## WHAT YOU SHOULD DO:
Return the exact lines spanning from the line with "# give the position" through the last line of the entries, boundaries included, and no others.

## ENTRIES SHOWN:
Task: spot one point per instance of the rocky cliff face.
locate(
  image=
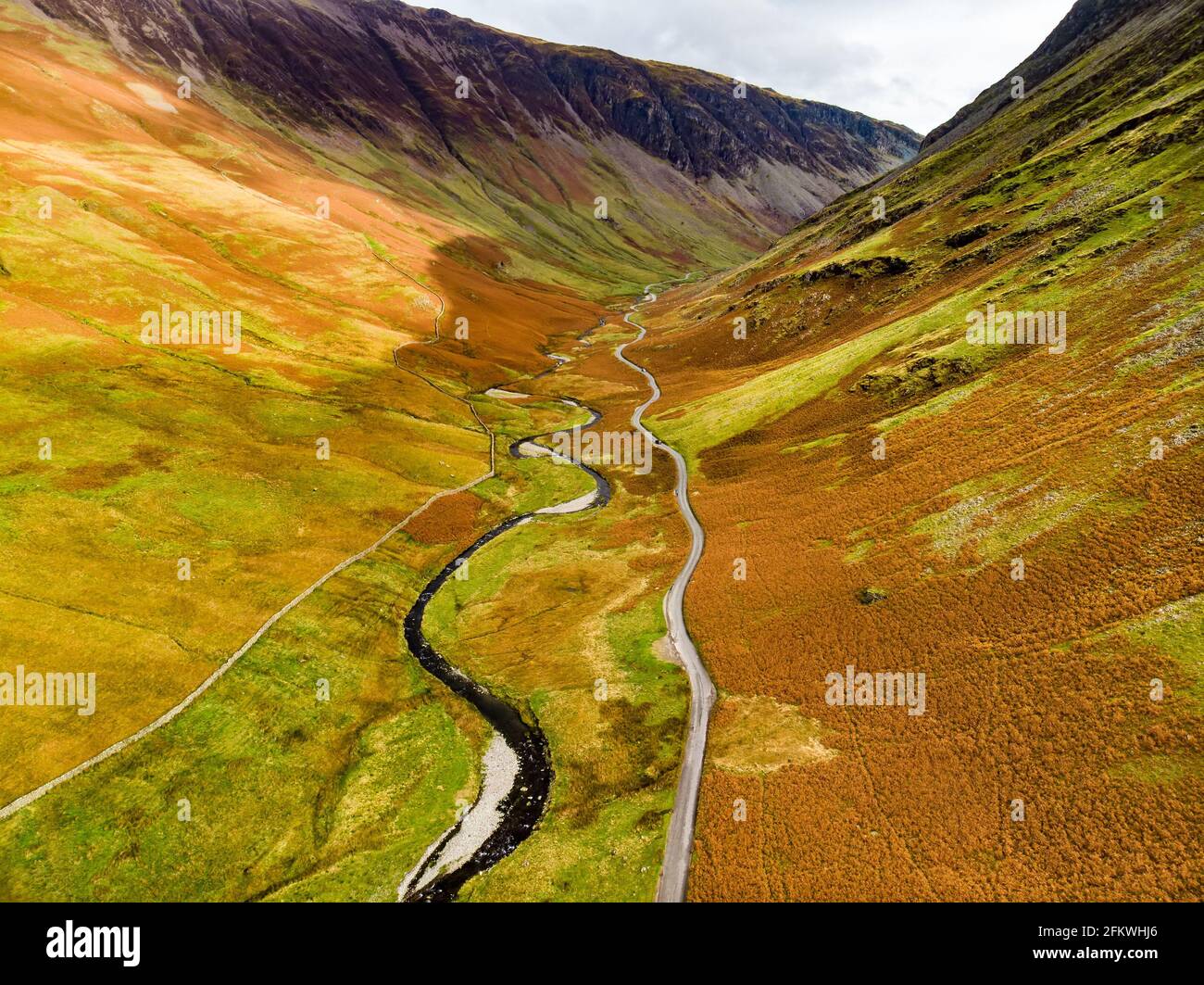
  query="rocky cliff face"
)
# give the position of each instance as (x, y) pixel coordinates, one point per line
(526, 119)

## RESULT FOR THIS EXERCISE:
# give the position of each instance as (x, y) pixel coordinates, one point per line
(526, 119)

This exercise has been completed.